**Requirement**
A word-for-word copy of the whole listing is the required answer.

[Start of Attachment]

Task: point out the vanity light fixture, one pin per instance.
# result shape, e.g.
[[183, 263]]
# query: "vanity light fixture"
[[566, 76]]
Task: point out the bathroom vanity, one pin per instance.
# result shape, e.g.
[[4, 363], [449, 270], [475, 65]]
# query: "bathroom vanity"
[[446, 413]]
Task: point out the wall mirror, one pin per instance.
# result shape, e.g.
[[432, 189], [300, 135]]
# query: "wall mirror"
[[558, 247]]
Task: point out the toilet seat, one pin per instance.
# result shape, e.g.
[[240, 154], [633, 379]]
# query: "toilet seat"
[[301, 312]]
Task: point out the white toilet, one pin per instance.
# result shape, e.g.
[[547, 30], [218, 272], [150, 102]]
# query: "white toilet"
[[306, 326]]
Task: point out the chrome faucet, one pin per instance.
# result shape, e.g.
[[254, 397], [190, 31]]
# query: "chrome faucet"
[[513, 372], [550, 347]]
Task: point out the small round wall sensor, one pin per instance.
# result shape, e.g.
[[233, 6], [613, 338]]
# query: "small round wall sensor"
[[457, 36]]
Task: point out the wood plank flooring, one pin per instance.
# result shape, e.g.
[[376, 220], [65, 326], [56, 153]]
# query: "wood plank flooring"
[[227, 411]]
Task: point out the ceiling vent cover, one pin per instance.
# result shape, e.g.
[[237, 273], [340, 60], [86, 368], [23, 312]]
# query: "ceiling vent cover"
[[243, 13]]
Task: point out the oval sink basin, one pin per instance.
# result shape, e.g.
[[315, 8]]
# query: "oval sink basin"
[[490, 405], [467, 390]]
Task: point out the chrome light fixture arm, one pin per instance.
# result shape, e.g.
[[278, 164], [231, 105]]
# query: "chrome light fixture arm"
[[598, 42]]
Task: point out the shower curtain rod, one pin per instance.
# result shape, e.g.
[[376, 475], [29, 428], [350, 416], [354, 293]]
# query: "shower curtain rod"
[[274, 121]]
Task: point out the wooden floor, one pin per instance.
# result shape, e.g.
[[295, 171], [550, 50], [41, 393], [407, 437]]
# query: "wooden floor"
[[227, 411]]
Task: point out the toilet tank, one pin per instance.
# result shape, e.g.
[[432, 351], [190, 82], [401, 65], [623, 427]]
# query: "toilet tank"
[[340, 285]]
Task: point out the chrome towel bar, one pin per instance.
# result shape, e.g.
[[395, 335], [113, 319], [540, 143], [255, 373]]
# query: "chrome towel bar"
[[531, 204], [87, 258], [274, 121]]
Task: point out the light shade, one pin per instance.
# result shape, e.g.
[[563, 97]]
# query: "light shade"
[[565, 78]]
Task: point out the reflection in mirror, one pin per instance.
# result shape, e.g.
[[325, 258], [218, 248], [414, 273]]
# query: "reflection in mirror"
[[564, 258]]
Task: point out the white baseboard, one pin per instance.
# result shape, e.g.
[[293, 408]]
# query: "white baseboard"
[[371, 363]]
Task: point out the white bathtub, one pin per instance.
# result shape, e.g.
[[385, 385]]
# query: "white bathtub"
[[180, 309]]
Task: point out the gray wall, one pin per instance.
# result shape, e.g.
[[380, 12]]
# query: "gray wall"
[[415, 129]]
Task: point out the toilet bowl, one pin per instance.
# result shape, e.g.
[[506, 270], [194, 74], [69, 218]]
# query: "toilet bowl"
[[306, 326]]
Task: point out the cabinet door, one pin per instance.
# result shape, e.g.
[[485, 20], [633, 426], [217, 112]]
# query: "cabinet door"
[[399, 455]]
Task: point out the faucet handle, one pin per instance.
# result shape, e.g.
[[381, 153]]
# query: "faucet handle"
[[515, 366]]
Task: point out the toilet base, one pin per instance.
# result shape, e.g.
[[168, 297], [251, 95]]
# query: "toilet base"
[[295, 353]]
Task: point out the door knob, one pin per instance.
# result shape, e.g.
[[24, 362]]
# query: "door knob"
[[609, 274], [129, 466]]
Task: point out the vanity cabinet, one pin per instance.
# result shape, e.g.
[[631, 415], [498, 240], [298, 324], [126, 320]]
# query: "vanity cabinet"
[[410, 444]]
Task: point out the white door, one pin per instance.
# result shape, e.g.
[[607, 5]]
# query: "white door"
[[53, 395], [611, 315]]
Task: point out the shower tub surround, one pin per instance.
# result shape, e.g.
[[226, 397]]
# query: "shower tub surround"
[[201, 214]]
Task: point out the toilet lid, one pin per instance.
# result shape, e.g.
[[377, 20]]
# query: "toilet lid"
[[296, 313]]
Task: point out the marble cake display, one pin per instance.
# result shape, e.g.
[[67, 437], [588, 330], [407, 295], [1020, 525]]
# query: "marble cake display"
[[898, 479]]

[End of Attachment]

**Your solution**
Task: point out the vanity light fixture, one pin per instance.
# result shape, e.g.
[[183, 263]]
# query: "vanity light fixture"
[[566, 76]]
Task: point out the bathroom vanity, one pin per instance.
# result shape, e.g.
[[4, 363], [449, 270], [475, 65]]
# query: "bathroom vanity"
[[446, 413]]
Task: point out the wall mirror, one pin per instance.
# result shape, e.g.
[[432, 189], [300, 135]]
# query: "wall mirror"
[[558, 247]]
Task: point out the toilet seat, one pin per instance.
# result shape, e.g.
[[240, 154], [633, 379]]
# query: "toilet seat"
[[301, 312]]
Task: point out the white toilet, one pin per instance.
# result shape, e.g.
[[547, 30], [218, 272], [150, 102]]
# query: "white toilet"
[[306, 326]]
Task: point out the chrome faucet, one pin per instance.
# result shape, e.g.
[[254, 397], [190, 31]]
# query: "chrome faucet"
[[513, 372], [550, 347]]
Task: point out the small round wall sensor, one pin per instance.
# result shape, e.g.
[[233, 6], [613, 338]]
# query: "small round wall sensor"
[[457, 36]]
Task: point out the wood plank flooring, one pin per instance.
# result shape, e.g.
[[376, 220], [65, 326], [56, 153]]
# query: "wood plank flooring"
[[227, 411]]
Task: point out the ceiling vent cover, one pin per instance.
# result shape, e.g.
[[237, 273], [340, 60], [86, 368], [23, 312]]
# query: "ceiling vent cover"
[[243, 13]]
Task: point out the oval sink basin, one pin per instance.
# result shape, e.g.
[[315, 8]]
# query: "oval sink basin"
[[490, 405], [467, 390]]
Task: point out the chrome light fixture arm, one pin per instance.
# result shape, e.g.
[[278, 164], [231, 105]]
# query: "chrome light fixture arm"
[[598, 42]]
Task: point out the shower curtain rod, one pin per instance.
# result shape, e.g.
[[376, 475], [29, 428], [350, 416], [354, 293]]
# query: "shower curtain rod"
[[274, 121]]
Task: point out the wooden floor, one pin per instance.
# result shape, e.g.
[[295, 171], [550, 50], [41, 393], [407, 437]]
# query: "wooden floor"
[[227, 411]]
Task: point out the toilet tank, one pin per instance.
# result shape, e.g.
[[432, 351], [190, 82], [401, 65], [623, 427]]
# query: "toilet tank"
[[340, 285]]
Task: point out the chrome towel bar, one pin per instance.
# result shape, e.g.
[[395, 335], [113, 319], [540, 143], [255, 373]]
# query: "chrome towel bar"
[[531, 204], [87, 258], [274, 121]]
Task: point out the light shade, one pin per instance.
# result shape, e.g.
[[563, 97]]
# query: "light shade"
[[565, 78]]
Task: point out the reflection in mirror, one pin per instance.
# result shape, e.g.
[[325, 258], [218, 248], [414, 273]]
# query: "reflection in mirror"
[[564, 258]]
Task: point out the white baseboard, one pin per instance.
# result shape, e.g.
[[293, 408]]
# query: "white baseboard"
[[371, 363]]
Task: point out the white bathtub, one pin per instance.
# result shape, e.g.
[[385, 385]]
# query: "white bathtub"
[[180, 309]]
Task: point out the gray wall, one pin per instance.
# result shape, e.g.
[[380, 12]]
# query: "gray wall"
[[415, 129]]
Task: point out the toilet bowl, one pin per instance.
# result shape, e.g.
[[506, 270], [194, 74], [69, 218]]
# query: "toilet bowl"
[[306, 326]]
Task: point out the cabinet door, one pin per instance.
# result shape, e.g.
[[485, 20], [633, 426], [217, 112]]
# query: "cabinet door"
[[399, 455]]
Task: point out the faucet handle, one pin per instance.
# result shape, e.g.
[[381, 153]]
# query: "faucet handle"
[[515, 366]]
Task: point out the toilet base, one pin per instance.
# result shape, e.g.
[[168, 297], [251, 95]]
# query: "toilet base"
[[295, 353]]
Task: point out the door knob, one pin per instance.
# result shape, e.g.
[[24, 362]]
# query: "door knob"
[[609, 274], [129, 466]]
Task: point out the vanity cabinet, one pin per instance.
# result shape, e.g.
[[631, 415], [498, 240], [298, 324], [126, 320]]
# query: "vanity cabinet"
[[410, 444]]
Task: point out the white door, one pin per instance.
# result shape, e.g.
[[607, 5]]
# query: "white door"
[[53, 395], [611, 315]]
Task: point out the shower tub surround, one pin per instance.
# result shape, e.g.
[[226, 397]]
# query: "shower tub surround"
[[201, 214]]
Task: point out the toilet lid, one pin per instance.
# result shape, e.g.
[[377, 20]]
# query: "toilet lid"
[[296, 313]]
Task: point out the marble cake display, one pin per instance.
# result shape, e.g.
[[67, 437], [588, 330], [407, 295], [1020, 525]]
# query: "marble cake display"
[[898, 479]]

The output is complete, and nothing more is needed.